Object location annotation data:
— Begin —

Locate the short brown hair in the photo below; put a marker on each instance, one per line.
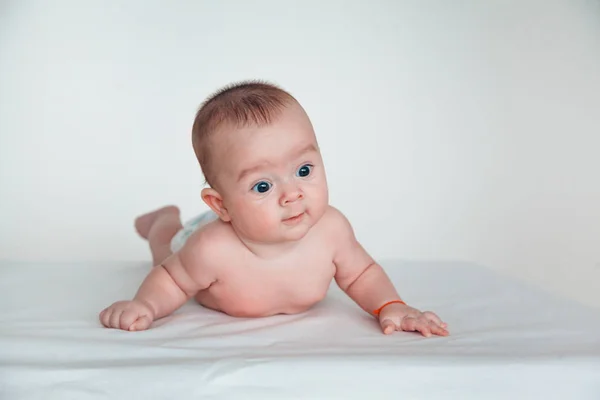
(239, 104)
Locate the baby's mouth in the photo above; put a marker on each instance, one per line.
(293, 220)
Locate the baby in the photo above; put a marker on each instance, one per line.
(271, 243)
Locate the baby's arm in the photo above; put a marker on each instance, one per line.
(368, 285)
(167, 287)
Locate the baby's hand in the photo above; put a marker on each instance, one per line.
(400, 317)
(127, 315)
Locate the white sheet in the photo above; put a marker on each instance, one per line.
(507, 341)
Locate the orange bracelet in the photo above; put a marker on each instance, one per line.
(376, 312)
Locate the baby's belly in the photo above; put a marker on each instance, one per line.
(259, 298)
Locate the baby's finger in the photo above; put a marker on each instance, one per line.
(433, 317)
(141, 324)
(437, 329)
(115, 318)
(423, 327)
(105, 317)
(387, 326)
(127, 318)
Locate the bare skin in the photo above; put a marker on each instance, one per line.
(276, 246)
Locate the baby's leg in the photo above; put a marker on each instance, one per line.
(159, 227)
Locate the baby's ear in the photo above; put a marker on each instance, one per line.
(214, 200)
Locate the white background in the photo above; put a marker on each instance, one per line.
(463, 130)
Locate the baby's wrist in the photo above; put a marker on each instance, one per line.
(386, 304)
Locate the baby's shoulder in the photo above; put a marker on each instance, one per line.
(335, 223)
(209, 244)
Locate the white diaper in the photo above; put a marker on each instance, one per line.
(190, 227)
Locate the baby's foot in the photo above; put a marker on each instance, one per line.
(144, 222)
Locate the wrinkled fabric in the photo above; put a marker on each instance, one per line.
(508, 340)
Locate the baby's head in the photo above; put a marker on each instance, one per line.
(259, 154)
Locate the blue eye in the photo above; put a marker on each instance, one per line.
(262, 187)
(304, 170)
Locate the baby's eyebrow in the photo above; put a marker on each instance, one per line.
(253, 169)
(263, 164)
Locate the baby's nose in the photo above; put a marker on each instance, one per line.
(290, 194)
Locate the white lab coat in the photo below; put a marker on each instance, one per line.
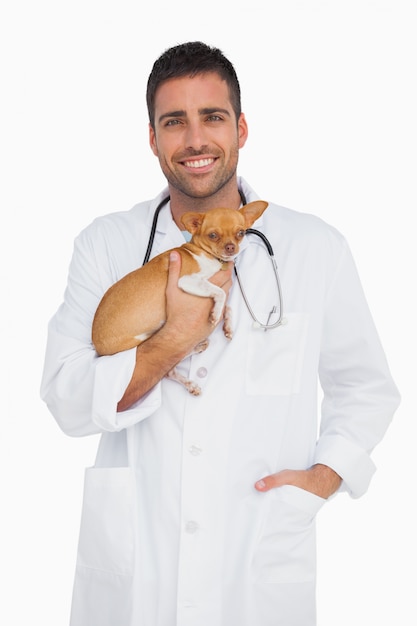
(173, 532)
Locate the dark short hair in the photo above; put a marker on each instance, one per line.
(191, 59)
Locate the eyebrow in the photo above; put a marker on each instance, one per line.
(205, 111)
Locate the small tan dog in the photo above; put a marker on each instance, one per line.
(134, 308)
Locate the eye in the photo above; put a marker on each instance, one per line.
(172, 122)
(214, 118)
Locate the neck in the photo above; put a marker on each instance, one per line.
(181, 203)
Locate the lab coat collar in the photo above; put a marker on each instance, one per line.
(168, 235)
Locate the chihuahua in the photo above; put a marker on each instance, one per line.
(134, 308)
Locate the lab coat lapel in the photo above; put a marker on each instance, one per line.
(167, 235)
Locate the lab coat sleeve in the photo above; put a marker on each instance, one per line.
(80, 388)
(360, 396)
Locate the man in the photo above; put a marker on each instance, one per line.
(201, 510)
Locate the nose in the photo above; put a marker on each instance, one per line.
(195, 136)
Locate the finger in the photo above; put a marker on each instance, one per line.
(174, 268)
(285, 477)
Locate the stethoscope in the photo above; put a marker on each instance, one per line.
(250, 231)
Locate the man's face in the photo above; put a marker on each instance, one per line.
(196, 136)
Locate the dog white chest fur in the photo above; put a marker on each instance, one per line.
(134, 308)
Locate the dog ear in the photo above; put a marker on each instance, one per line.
(252, 211)
(192, 221)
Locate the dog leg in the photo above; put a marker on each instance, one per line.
(198, 286)
(191, 387)
(227, 322)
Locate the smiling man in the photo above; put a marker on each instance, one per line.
(200, 511)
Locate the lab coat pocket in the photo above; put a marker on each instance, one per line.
(275, 357)
(286, 551)
(107, 533)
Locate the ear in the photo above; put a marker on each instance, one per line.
(152, 141)
(252, 211)
(242, 130)
(192, 221)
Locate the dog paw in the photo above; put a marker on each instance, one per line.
(200, 347)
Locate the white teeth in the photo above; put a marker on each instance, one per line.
(201, 163)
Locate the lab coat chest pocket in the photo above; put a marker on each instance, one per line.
(275, 357)
(107, 533)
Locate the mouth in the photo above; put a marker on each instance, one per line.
(199, 164)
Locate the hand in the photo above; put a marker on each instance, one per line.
(319, 479)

— End —

Every entry should be returned exactly as written, minus the pictures.

— EXERCISE SOLUTION —
Locate the short brown hair in the photo below; put a marker on each instance, one per line.
(239, 104)
Locate the baby's mouth in the photo above; put a marker on each instance, one per line.
(293, 220)
Locate the baby in the photo above; put a marker on each instance, one per line.
(271, 243)
Locate the baby's arm in the photo above; put a marker on each instance, one per line.
(368, 285)
(167, 287)
Locate the baby's hand in the photo above; put a marker on each instance, one per line.
(400, 317)
(127, 315)
Locate the white sheet in the photo above; put a marker on each instance, one per line.
(507, 341)
Locate the orange bracelet in the photo above; put a marker on each instance, one per line.
(376, 312)
Locate the baby's belly in the photo above; put a marker on each instance, one per line.
(259, 298)
Locate the baby's finger in the photo above; put a marker on each instance, one per line.
(433, 317)
(141, 324)
(437, 329)
(115, 318)
(423, 327)
(105, 317)
(387, 326)
(127, 318)
Locate the bare skin in the photo above; put a marker on each instance, one per line.
(276, 246)
Locate the baby's leg in the photo above; put a marker on each instance, one per line.
(159, 227)
Locate the baby's ear in the photo above; put a marker on each instance, one per line.
(214, 200)
Locate the white background in the photo above; put a marker on each instance, one per line.
(463, 130)
Locate the baby's wrist in the photo above; put a marker on each instance, one per line.
(386, 304)
Locate the baby's shoulder in the photo above; put a marker on each instance, one per line.
(335, 223)
(209, 244)
Locate the white diaper in the photo above; put a marker on each instance, one per line.
(190, 227)
Locate the baby's foot in the photo above; put a marker on each instance, one per line.
(144, 222)
Locate the wrinkled fabric in the photo above; put a marker on each instance, one per line.
(508, 340)
Locate the baby's head in the photo above; put a marker on each instance, one per line.
(259, 154)
Locate the blue eye in the photo above; put a marker on each instance, one per line.
(262, 187)
(304, 170)
Locate the baby's eyebrow in the photo above; put a marker on each instance, one per line.
(253, 169)
(263, 164)
Locate the baby's nose in the photo above; put a marker on each instance, one per line.
(290, 194)
Locate the white lab coat in the photo below; put a marker on each instance, one per line.
(173, 532)
Locate the dark short hair in the photo above; put a marker on each instance, one per line.
(191, 59)
Locate the eyebrow in the photo above; put a marker on each instance, one per line.
(205, 111)
Locate the small tan dog in the photo above; put a marker on each instance, one per line.
(134, 308)
Locate the eye in the photo above; put a marker on each instance, one per line.
(172, 122)
(214, 118)
Locate the neck in the photo above; put a marker on each instance, one per line.
(181, 203)
Locate the lab coat collar in the photo above; put a marker on each instance, one per line.
(168, 235)
Locate the chihuahua in the photo above; put a marker on each instance, one per line.
(134, 308)
Locate the lab coat lapel in the photo above; put a marker on each instance, one per line.
(167, 235)
Locate the lab coat sleeve in the photo above; put a marker on each instance, one per line.
(80, 388)
(360, 396)
Locate the man in the photo above; put a marker on each instance, one per line.
(201, 510)
Locate the nose in the photo above; put a marker on each instance, one per line.
(195, 136)
Locate the finger in the photo above; put a marker on each instance, one per line.
(174, 268)
(285, 477)
Locate the stethoscope in the photo above; put a marker on each instance, one per line.
(250, 231)
Locate the man's face in the photo above; put a marker on each instance, one per line.
(196, 136)
Locate the dog white chest fur in the photo above; put a marker on each instance, one per line.
(134, 308)
Locate the dog ear in the photo above; put a marker on each instance, one per line.
(252, 211)
(192, 221)
Locate the dog leg in the photo above; put a marker on each instance, one per line.
(198, 286)
(191, 387)
(227, 322)
Locate the smiling man in the photo above; put a marker on each instance, one per line.
(200, 511)
Locate the lab coat pocket in the photo above; put a marker on each instance, one per line.
(275, 357)
(286, 551)
(107, 533)
Locate the ear in the photo above; put a marker on each instance, one per line.
(152, 141)
(252, 211)
(242, 130)
(192, 221)
Locate the dog paw in the photo above; put a marker on each instance, one per line.
(200, 347)
Locate the white teeth in the photo above; put a marker on each instance, one per line.
(201, 163)
Locate the lab coat chest pocket in the photo above; put a marker on each instance, one per line.
(275, 357)
(107, 533)
Locate the mouth in the photo above; put a marker on each instance, one per line.
(199, 164)
Locate the hand in the photo above; put a marker on each instance, one per line.
(319, 479)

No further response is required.